**Text block**:
Yes, that's what did it. It's speculative to say that the court would have gone very far in Roosevelt's direction [if Humphrey had won the election]. But what's noteworthy is that there was an episode in our history, from about 1962 to about 1969, in which many of the justices showed a lot of interest in minimal welfare guarantees.

Of course, the justices Nixon appointed -- Warren Berger, Harry Blackmun, Lewis Powell and William Rehnquist -- were, on balance, not nearly as conservative as those who appear to be on George W. Bush's short list. If Nixon's appointments killed progress on the Second Bill of Rights, what can we expect if Bush wins in November? Will there be another sea change on the Supreme Court?

**Data lines**:
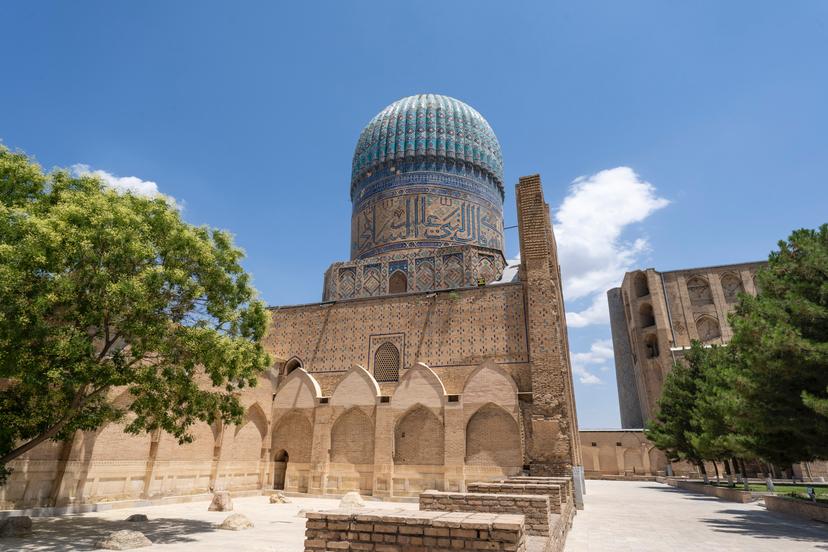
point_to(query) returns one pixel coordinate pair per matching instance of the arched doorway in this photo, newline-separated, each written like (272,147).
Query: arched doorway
(280,468)
(398,282)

**Set tasks**:
a) Translate this sentence from the passage on the Supreme Court and welfare guarantees into Spanish: "But what's noteworthy is that there was an episode in our history, from about 1962 to about 1969, in which many of the justices showed a lot of interest in minimal welfare guarantees."
b) Does each statement agree with the passage on the Supreme Court and welfare guarantees? Answer yes or no for each, and quote the words that decide it.
(i) The justices' interest in minimal welfare guarantees lasted from about 1962 to about 1969.
(ii) Nixon's appointees were more conservative than those who appear to be on George W. Bush's short list.
(iii) The speaker calls it certain that the court would have gone very far in Roosevelt's direction.
c) Continue the passage on the Supreme Court and welfare guarantees after its last sentence.
The lines come from a different source than the passage about the Supreme Court.

**Answers for the tasks**:
a) Pero lo notable es que hubo un episodio en nuestra historia, aproximadamente de 1962 a 1969, en el que muchos de los jueces mostraron mucho interés por unas garantías mínimas de bienestar social.

b)
(i) Yes: "from about 1962 to about 1969, in which many of the justices showed a lot of interest in minimal welfare guarantees"
(ii) No: "were, on balance, not nearly as conservative as those who appear to be on George W. Bush's short list"
(iii) No: "It's speculative to say that the court would have gone very far in Roosevelt's direction"

c)
There could be. The most dramatic thing is that Roe vs. Wade really could be overruled. It's not likely, but it could happen if Bush is elected president. It's not quite hanging by a thread, but if he gets to appoint two or three justices, the right to privacy could be out the window. I think another thing that would be quite dramatic is that affirmative action could be abolished.

We already have a very conservative court, but it could become one that would give extremely strong protection to commercial advertising, as [Clarence] Thomas would like to do, and it could be one that would strike down parts of the Endangered Species Act and the Clean Water Act on the ground that that they're beyond Congress' power under the Commerce Clause.